** begin **

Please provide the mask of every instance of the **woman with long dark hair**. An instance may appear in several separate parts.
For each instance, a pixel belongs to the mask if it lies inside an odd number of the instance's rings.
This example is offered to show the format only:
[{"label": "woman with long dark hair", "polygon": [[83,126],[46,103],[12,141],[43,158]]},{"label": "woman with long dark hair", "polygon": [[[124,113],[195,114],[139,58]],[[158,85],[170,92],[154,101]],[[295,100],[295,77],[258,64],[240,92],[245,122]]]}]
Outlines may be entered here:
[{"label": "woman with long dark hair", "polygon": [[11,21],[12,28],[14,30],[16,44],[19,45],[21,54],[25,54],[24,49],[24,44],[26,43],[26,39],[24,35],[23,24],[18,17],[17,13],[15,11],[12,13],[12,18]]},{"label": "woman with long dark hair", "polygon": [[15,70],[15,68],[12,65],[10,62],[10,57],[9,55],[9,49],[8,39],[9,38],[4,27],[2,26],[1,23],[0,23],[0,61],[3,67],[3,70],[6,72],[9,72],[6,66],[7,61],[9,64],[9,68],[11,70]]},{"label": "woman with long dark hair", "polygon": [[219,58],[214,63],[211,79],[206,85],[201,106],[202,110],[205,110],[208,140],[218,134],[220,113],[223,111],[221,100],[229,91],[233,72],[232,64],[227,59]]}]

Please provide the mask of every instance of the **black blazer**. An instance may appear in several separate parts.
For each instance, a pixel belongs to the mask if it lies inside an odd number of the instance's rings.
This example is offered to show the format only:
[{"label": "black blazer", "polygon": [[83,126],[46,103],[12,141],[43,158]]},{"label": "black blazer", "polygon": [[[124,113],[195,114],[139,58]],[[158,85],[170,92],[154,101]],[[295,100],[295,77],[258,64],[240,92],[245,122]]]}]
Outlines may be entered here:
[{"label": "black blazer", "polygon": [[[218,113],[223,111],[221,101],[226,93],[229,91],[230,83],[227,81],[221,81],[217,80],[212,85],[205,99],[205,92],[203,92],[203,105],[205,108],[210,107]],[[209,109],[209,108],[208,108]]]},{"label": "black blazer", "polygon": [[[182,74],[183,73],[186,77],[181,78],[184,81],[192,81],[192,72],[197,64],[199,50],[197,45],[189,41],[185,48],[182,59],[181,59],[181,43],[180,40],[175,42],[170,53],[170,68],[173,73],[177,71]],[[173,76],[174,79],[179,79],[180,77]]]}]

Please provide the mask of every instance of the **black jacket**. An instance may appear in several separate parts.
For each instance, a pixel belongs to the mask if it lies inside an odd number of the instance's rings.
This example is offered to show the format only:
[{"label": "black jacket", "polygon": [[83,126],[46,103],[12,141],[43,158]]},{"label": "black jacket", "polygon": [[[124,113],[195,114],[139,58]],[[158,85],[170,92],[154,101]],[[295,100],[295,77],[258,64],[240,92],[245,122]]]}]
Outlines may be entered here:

** end **

#### DESCRIPTION OF THE TASK:
Copy the listing above word for word, including every line of it.

#### ANSWER TO THE TASK:
Please provide the mask of every instance of the **woman with long dark hair**. An instance may appear in several separate parts.
For each instance, a pixel belongs to the mask if it lies inside an odd number of the instance's rings.
This example is offered to show the format only:
[{"label": "woman with long dark hair", "polygon": [[83,126],[46,103],[12,141],[43,158]]},{"label": "woman with long dark hair", "polygon": [[[124,113],[195,114],[139,58]],[[158,85],[170,92],[154,101]],[[295,100],[295,77],[258,64],[240,92],[245,122]]]}]
Outlines may be entered here:
[{"label": "woman with long dark hair", "polygon": [[11,21],[12,28],[14,30],[16,44],[19,45],[21,54],[25,54],[24,49],[24,44],[26,43],[26,39],[24,35],[23,24],[18,17],[17,13],[15,11],[12,13],[12,18]]},{"label": "woman with long dark hair", "polygon": [[15,70],[15,68],[12,65],[10,62],[10,57],[9,55],[9,49],[8,39],[9,38],[4,27],[2,26],[1,23],[0,23],[0,61],[3,67],[3,70],[6,72],[9,72],[6,66],[7,61],[9,64],[9,68],[11,70]]},{"label": "woman with long dark hair", "polygon": [[219,58],[214,63],[211,79],[206,85],[201,106],[202,110],[205,110],[208,140],[218,134],[220,113],[223,111],[221,100],[229,91],[233,72],[232,64],[227,59]]}]

Please provide the mask of every instance of the **black blazer**. An instance may appear in several separate parts.
For each instance, a pixel belongs to the mask if it lies inside an odd number of the instance's rings.
This example is offered to show the format only:
[{"label": "black blazer", "polygon": [[83,126],[46,103],[12,141],[43,158]]},{"label": "black blazer", "polygon": [[[124,113],[195,114],[139,58]],[[158,85],[170,92],[154,101]],[[295,100],[295,77],[258,64],[240,92],[245,122]]]}]
Outlines may be entered here:
[{"label": "black blazer", "polygon": [[[218,113],[223,111],[221,101],[226,93],[229,91],[230,83],[227,81],[221,81],[217,80],[212,85],[205,99],[205,92],[203,92],[203,105],[205,108],[210,107]],[[209,109],[209,108],[208,108]]]},{"label": "black blazer", "polygon": [[[182,74],[183,73],[186,77],[181,78],[184,81],[192,81],[192,72],[197,64],[199,50],[197,45],[189,41],[185,48],[182,59],[181,59],[181,43],[180,40],[175,42],[170,53],[170,68],[173,73],[177,71]],[[173,76],[174,79],[179,79],[180,77]]]}]

Please provide the mask of every instance of the **black jacket**. An instance may appear in several separate parts.
For each instance, a pixel belongs to the mask if it lies inside an odd number of the instance's rings.
This example is offered to show the format only:
[{"label": "black jacket", "polygon": [[83,126],[46,103],[12,141],[43,158]]},{"label": "black jacket", "polygon": [[[124,113],[195,114],[139,58]],[[158,85],[170,92],[154,101]],[[295,100],[295,77],[258,64],[240,92],[245,122]]]}]
Outlines may be entered here:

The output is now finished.